[Task to complete]: Print every entry, word for word, and skip the images.

╔══

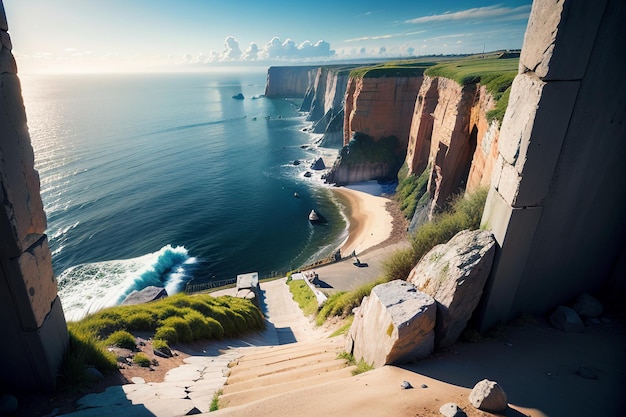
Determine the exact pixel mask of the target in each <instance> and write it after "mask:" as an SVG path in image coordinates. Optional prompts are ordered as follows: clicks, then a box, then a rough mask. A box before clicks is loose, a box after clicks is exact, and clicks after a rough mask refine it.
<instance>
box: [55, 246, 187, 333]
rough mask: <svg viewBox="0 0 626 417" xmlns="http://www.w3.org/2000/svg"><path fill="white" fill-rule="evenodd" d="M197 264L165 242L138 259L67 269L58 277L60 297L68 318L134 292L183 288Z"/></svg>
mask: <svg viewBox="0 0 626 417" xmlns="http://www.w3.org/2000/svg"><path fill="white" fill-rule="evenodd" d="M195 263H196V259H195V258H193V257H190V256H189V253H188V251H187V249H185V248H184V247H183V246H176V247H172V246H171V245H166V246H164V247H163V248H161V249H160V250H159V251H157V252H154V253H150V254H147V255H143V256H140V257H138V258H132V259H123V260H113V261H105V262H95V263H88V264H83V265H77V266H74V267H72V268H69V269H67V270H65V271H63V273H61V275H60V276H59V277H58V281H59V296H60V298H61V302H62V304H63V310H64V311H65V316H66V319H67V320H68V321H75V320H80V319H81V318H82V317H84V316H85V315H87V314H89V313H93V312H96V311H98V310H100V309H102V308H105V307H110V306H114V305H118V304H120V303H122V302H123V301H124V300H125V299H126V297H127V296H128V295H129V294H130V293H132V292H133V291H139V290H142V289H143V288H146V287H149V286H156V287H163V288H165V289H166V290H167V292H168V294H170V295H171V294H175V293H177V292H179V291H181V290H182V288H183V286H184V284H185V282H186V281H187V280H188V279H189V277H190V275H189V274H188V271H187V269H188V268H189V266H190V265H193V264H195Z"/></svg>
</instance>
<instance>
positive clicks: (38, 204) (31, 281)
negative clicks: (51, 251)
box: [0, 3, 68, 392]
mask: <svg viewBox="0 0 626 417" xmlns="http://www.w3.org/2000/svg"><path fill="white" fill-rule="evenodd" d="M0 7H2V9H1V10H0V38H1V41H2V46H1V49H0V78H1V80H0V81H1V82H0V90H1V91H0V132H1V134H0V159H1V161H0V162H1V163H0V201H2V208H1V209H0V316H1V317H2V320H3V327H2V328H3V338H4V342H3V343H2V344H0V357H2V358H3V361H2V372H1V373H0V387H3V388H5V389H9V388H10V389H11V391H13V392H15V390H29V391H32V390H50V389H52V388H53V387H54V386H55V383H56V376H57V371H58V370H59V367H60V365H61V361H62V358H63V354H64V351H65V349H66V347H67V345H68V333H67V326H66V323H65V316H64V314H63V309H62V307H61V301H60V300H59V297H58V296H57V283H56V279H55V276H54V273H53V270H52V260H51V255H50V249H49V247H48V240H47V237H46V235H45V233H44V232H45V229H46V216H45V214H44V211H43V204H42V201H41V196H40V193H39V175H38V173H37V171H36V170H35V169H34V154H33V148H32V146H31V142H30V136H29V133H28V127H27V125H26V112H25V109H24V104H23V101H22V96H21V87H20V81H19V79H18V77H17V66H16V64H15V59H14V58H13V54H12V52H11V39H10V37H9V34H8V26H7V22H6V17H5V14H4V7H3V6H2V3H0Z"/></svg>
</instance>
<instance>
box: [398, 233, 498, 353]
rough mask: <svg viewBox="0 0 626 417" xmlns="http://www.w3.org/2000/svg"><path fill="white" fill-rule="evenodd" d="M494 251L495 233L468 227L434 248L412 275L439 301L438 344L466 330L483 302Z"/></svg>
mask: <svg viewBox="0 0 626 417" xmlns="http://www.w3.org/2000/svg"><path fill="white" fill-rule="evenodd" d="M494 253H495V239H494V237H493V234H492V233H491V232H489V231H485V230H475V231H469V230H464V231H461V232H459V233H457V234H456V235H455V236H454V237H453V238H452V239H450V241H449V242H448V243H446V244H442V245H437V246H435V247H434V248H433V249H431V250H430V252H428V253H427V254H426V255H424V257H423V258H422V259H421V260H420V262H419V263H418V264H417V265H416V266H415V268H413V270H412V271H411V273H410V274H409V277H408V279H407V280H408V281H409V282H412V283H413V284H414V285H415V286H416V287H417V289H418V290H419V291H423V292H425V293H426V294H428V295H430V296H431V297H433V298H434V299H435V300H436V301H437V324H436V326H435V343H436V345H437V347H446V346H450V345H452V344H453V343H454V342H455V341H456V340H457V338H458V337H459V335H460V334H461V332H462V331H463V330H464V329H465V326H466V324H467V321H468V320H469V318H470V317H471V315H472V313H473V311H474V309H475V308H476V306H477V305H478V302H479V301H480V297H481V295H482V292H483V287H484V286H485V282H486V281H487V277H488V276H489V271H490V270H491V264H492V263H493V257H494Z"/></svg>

╚══

[Response to the exercise]:
Determine the exact pixel mask of the target in each <instance> and write it after "mask:" as an SVG path in image coordinates. Optional prompts are ordered as follows: clicks, then a box, then a rough mask. A box before clicks is loose, a box after clicks is exact, and clicks after a rough mask refine it.
<instance>
box: [55, 246, 187, 333]
rough mask: <svg viewBox="0 0 626 417" xmlns="http://www.w3.org/2000/svg"><path fill="white" fill-rule="evenodd" d="M197 264L165 242L138 259L67 269L58 277L60 297L68 318L134 292L183 288Z"/></svg>
mask: <svg viewBox="0 0 626 417" xmlns="http://www.w3.org/2000/svg"><path fill="white" fill-rule="evenodd" d="M195 263H196V259H195V258H193V257H190V256H189V253H188V251H187V249H185V248H184V247H183V246H176V247H172V246H171V245H166V246H164V247H163V248H161V249H160V250H159V251H157V252H154V253H150V254H147V255H143V256H140V257H138V258H132V259H123V260H113V261H105V262H95V263H88V264H83V265H77V266H74V267H72V268H69V269H67V270H65V271H63V273H61V275H60V276H59V277H58V281H59V296H60V298H61V302H62V304H63V310H64V311H65V316H66V319H67V320H68V321H75V320H80V319H81V318H82V317H84V316H85V315H87V314H89V313H93V312H96V311H98V310H100V309H102V308H105V307H110V306H114V305H118V304H120V303H122V302H123V301H124V300H125V299H126V297H127V296H128V295H129V294H130V293H132V292H133V291H139V290H142V289H143V288H146V287H149V286H156V287H163V288H165V289H166V290H167V292H168V294H170V295H171V294H175V293H177V292H179V291H181V290H182V288H183V286H184V284H185V282H186V281H187V280H188V279H189V277H190V275H189V274H188V271H187V269H188V268H189V266H190V265H193V264H195Z"/></svg>
</instance>
<instance>
positive clicks: (38, 204) (31, 281)
negative clicks: (51, 251)
box: [0, 3, 68, 392]
mask: <svg viewBox="0 0 626 417" xmlns="http://www.w3.org/2000/svg"><path fill="white" fill-rule="evenodd" d="M0 7H2V9H1V10H0V38H1V41H2V46H1V49H0V78H1V80H0V81H1V82H0V90H1V91H0V132H1V134H0V159H1V161H0V162H1V163H0V201H2V208H1V209H0V316H1V317H2V320H3V327H2V328H3V338H4V342H3V343H2V344H0V357H2V358H3V361H2V372H1V373H0V387H3V388H5V389H9V388H10V389H11V391H13V392H15V390H29V391H32V390H50V389H52V388H53V387H54V386H55V383H56V376H57V371H58V370H59V367H60V365H61V361H62V358H63V354H64V351H65V349H66V347H67V345H68V333H67V326H66V323H65V316H64V314H63V309H62V307H61V301H60V300H59V297H58V296H57V283H56V279H55V276H54V273H53V270H52V260H51V255H50V249H49V247H48V240H47V237H46V235H45V233H44V232H45V229H46V216H45V214H44V211H43V204H42V201H41V196H40V193H39V175H38V173H37V171H36V170H35V169H34V154H33V148H32V146H31V142H30V136H29V133H28V127H27V125H26V112H25V109H24V104H23V101H22V96H21V87H20V81H19V79H18V77H17V66H16V64H15V59H14V58H13V54H12V52H11V39H10V37H9V34H8V26H7V22H6V17H5V14H4V7H3V6H2V3H0Z"/></svg>
</instance>
<instance>
box: [398, 233, 498, 353]
rough mask: <svg viewBox="0 0 626 417" xmlns="http://www.w3.org/2000/svg"><path fill="white" fill-rule="evenodd" d="M494 251L495 233L468 227L434 248L412 275L439 301L438 344L466 330L483 302Z"/></svg>
mask: <svg viewBox="0 0 626 417" xmlns="http://www.w3.org/2000/svg"><path fill="white" fill-rule="evenodd" d="M494 253H495V239H494V237H493V234H492V233H491V232H489V231H485V230H475V231H469V230H464V231H461V232H459V233H457V234H456V235H455V236H454V237H453V238H452V239H450V241H449V242H448V243H446V244H442V245H437V246H435V247H434V248H433V249H431V250H430V252H428V253H427V254H426V255H424V257H423V258H422V259H421V260H420V262H419V263H418V264H417V265H416V266H415V268H413V270H412V271H411V273H410V274H409V277H408V279H407V280H408V281H409V282H412V283H413V284H414V285H415V286H416V287H417V289H418V290H419V291H423V292H425V293H426V294H428V295H430V296H431V297H433V298H434V299H435V300H436V301H437V324H436V326H435V343H436V345H437V347H446V346H450V345H452V344H453V343H454V342H455V341H456V340H457V338H458V337H459V335H460V334H461V332H462V331H463V330H464V329H465V326H466V324H467V321H468V320H469V318H470V317H471V315H472V313H473V311H474V309H475V308H476V306H477V305H478V302H479V301H480V297H481V295H482V292H483V287H484V286H485V282H486V281H487V277H488V276H489V271H490V270H491V264H492V263H493V257H494Z"/></svg>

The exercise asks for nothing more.